[[ SUPPLIED TEXT open ]]

Predictive Hacks

How to Save and Load Scikit Learn Models

Let’s go straightforward to show you how to save and load the scikit learn models. We will start with random forest model.

from sklearn.ensemble import RandomForestClassifier
from sklearn.datasets import make_classification
X, y = make_classification(n_samples=1000, n_features=4,
                           n_informative=2, n_redundant=0,
                           random_state=0, shuffle=False)
clf = RandomForestClassifier(max_depth=2, random_state=0)
clf.fit(X, y)

Our model is the clf and we want to save it in the hard disk and then load it.

Pickle Models

We can save the models as pkl objects using the pickle library.

import pickle

# Save the model under the cwd
pkl_filename = "clf.pkl"
with open(pkl_filename, 'wb') as file:
    pickle.dump(clf, file)

# Load the saved model
with open("clf.pkl", 'rb') as file:
    clf = pickle.load(file)


# Now you can use the model
print(clf.predict([[0, 0, 0, 0]]))

Joblib Models

We will save the clf model but using the joblib library.

from sklearn.externals import joblib

# Save the model under the cwd
joblib_filename = "clf.pkl"
joblib.dump(clf, joblib_filename )

# Load the saved model
clf = joblib.load('clf.pkl')

# Now you can use the model
print(clf.predict([[0, 0, 0, 0]]))

[[ SUPPLIED TEXT closed ]]
[[ SOURCE MATERIAL open ]]

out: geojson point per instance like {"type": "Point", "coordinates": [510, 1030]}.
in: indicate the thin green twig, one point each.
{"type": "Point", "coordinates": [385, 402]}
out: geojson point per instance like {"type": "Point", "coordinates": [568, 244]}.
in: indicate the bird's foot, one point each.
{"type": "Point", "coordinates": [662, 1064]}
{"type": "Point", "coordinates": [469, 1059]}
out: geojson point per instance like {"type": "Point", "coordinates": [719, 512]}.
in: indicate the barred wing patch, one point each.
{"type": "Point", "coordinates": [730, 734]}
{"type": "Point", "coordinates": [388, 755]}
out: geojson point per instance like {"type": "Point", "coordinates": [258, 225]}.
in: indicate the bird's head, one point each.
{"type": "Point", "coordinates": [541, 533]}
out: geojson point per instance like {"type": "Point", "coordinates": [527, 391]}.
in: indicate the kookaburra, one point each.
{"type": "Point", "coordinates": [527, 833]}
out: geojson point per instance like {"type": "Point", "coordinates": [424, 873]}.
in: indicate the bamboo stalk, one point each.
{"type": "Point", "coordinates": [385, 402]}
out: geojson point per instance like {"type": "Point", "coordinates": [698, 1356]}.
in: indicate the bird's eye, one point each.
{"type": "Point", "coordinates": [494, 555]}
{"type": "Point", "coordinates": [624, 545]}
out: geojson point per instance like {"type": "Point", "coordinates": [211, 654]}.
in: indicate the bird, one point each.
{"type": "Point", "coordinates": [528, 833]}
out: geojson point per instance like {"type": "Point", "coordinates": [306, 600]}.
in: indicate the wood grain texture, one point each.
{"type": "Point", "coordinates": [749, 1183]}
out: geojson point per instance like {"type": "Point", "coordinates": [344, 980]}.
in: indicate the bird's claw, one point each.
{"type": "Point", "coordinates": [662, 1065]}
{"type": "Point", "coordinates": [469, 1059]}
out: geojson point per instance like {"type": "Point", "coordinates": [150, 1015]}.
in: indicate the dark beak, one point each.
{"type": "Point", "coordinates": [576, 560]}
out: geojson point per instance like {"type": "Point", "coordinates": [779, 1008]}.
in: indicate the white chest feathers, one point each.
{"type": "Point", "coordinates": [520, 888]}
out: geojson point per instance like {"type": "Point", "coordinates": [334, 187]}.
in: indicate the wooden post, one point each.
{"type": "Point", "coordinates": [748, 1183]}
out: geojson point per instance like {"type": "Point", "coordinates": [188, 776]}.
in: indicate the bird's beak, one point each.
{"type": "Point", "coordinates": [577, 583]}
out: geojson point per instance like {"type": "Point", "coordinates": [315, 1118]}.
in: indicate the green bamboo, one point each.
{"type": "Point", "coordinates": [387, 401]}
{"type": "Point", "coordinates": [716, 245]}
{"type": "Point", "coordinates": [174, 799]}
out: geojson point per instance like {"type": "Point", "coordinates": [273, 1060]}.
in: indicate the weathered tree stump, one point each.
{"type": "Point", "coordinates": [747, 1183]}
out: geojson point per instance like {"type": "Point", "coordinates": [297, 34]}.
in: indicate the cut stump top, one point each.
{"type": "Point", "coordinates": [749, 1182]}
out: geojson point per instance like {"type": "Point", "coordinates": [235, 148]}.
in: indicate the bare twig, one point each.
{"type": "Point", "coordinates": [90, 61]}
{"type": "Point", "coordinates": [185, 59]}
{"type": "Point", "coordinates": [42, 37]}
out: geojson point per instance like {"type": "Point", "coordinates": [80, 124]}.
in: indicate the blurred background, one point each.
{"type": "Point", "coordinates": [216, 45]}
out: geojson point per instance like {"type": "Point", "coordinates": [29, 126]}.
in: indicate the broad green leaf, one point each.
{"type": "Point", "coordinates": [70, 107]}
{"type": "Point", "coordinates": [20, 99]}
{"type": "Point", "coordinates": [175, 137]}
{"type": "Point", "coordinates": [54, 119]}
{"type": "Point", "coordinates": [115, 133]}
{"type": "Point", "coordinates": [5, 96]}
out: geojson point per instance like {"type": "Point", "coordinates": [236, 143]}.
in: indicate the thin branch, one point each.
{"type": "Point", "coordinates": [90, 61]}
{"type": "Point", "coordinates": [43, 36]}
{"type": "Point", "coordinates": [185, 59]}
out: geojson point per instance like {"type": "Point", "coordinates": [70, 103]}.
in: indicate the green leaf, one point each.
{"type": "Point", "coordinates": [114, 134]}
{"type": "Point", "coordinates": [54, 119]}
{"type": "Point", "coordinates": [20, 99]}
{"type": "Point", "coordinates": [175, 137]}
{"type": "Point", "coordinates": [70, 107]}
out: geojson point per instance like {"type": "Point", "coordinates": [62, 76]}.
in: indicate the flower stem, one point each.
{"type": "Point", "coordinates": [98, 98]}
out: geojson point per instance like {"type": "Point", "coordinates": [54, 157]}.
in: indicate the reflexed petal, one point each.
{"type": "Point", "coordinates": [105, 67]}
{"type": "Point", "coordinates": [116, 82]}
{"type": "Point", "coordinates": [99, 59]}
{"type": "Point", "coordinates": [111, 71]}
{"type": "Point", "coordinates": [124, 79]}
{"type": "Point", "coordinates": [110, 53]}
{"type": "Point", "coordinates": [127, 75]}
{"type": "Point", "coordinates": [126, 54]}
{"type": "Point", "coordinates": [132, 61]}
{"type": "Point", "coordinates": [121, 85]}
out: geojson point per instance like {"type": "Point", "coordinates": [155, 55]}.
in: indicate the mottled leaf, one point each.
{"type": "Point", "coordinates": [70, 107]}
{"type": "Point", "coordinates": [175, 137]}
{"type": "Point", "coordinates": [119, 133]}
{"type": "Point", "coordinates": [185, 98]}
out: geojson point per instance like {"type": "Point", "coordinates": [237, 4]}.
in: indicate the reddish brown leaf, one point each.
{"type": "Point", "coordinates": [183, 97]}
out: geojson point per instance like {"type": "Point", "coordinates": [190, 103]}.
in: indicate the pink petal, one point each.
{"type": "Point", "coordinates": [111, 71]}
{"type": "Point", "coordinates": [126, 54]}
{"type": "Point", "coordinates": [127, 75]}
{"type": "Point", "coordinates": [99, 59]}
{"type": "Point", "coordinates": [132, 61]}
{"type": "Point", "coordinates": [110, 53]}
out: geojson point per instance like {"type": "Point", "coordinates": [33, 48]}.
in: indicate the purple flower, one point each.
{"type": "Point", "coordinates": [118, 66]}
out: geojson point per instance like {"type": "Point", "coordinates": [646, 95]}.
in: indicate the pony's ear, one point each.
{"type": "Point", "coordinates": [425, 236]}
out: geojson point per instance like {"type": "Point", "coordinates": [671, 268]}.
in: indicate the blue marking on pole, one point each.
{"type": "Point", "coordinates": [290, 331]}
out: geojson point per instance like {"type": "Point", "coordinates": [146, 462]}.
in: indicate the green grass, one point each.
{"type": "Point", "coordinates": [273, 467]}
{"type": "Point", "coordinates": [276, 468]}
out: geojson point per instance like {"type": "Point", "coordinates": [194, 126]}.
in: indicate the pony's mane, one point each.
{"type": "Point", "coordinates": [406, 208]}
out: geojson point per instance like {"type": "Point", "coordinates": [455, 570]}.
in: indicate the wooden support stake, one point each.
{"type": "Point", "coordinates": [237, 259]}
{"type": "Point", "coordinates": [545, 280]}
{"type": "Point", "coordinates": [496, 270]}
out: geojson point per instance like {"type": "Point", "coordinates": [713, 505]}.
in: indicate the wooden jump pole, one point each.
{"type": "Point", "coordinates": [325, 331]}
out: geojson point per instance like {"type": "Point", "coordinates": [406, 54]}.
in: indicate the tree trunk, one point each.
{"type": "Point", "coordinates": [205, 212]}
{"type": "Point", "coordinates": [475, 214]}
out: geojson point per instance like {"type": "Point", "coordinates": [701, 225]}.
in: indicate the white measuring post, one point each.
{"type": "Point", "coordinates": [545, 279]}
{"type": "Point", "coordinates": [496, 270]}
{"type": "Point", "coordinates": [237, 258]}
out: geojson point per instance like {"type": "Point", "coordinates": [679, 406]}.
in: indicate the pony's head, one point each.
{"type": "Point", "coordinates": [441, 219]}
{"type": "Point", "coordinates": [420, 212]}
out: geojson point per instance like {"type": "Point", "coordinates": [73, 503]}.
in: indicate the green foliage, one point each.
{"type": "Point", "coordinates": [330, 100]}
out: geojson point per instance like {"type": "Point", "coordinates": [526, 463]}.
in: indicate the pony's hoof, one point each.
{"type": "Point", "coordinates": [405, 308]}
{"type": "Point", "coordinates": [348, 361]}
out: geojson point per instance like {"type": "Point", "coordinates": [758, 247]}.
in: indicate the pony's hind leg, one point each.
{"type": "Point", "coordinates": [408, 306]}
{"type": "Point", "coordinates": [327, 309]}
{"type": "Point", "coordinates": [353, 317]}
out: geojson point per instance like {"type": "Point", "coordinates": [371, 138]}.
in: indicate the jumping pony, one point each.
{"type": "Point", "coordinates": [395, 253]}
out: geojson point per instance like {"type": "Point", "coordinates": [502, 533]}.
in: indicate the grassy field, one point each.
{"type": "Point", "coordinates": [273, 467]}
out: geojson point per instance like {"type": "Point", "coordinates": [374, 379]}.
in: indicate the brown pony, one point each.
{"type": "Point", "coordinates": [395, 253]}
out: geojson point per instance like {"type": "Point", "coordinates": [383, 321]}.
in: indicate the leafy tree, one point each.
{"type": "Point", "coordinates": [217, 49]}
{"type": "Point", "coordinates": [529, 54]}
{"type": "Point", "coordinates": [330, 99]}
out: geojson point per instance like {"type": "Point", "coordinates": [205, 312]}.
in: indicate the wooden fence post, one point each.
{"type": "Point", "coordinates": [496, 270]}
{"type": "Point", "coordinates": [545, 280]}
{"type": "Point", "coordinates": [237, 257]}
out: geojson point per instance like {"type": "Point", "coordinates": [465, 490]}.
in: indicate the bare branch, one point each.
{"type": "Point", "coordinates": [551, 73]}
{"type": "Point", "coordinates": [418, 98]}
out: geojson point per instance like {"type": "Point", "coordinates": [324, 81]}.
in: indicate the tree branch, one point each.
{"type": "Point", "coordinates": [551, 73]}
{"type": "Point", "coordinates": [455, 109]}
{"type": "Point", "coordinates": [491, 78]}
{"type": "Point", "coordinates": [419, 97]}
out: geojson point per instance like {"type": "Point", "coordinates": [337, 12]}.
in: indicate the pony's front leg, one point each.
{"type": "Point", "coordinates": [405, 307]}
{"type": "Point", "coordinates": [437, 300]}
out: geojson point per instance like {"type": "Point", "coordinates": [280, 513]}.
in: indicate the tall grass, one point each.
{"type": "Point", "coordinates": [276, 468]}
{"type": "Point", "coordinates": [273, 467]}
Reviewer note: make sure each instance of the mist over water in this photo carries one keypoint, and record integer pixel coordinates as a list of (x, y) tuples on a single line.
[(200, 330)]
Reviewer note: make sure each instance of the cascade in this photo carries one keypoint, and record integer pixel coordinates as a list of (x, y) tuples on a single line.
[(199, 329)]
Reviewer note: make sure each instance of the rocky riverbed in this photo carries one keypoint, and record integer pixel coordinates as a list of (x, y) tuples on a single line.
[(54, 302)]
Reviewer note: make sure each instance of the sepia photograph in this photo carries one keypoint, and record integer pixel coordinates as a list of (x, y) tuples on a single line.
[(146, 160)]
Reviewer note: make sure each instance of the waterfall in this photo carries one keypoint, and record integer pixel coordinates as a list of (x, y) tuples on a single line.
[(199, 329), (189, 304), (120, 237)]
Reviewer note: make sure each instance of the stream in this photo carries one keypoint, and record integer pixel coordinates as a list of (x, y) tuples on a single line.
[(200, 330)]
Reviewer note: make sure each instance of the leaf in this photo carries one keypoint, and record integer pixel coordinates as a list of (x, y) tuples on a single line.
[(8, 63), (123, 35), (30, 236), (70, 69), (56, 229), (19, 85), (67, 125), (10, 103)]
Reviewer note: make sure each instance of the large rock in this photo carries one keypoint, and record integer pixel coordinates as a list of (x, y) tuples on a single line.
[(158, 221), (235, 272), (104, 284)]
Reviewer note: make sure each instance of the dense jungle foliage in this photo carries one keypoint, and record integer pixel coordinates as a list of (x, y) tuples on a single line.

[[ SOURCE MATERIAL closed ]]

__TASKS FOR THIS EXERCISE__
a – From the page on saving scikit-learn models, list every keyword argument passed to make_classification, each with its value.
b – Output the part of the page on saving scikit-learn models that starts at "Pickle Models" and ends at "clf = pickle.load(file)".

__RESPONSES TO THE TASKS__
a –
n_samples=1000
n_features=4
n_informative=2
n_redundant=0
random_state=0
shuffle=False

b –
Pickle Models

We can save the models as pkl objects using the pickle library.

import pickle

# Save the model under the cwd
pkl_filename = "clf.pkl"
with open(pkl_filename, 'wb') as file:
    pickle.dump(clf, file)

# Load the saved model
with open("clf.pkl", 'rb') as file:
    clf = pickle.load(file)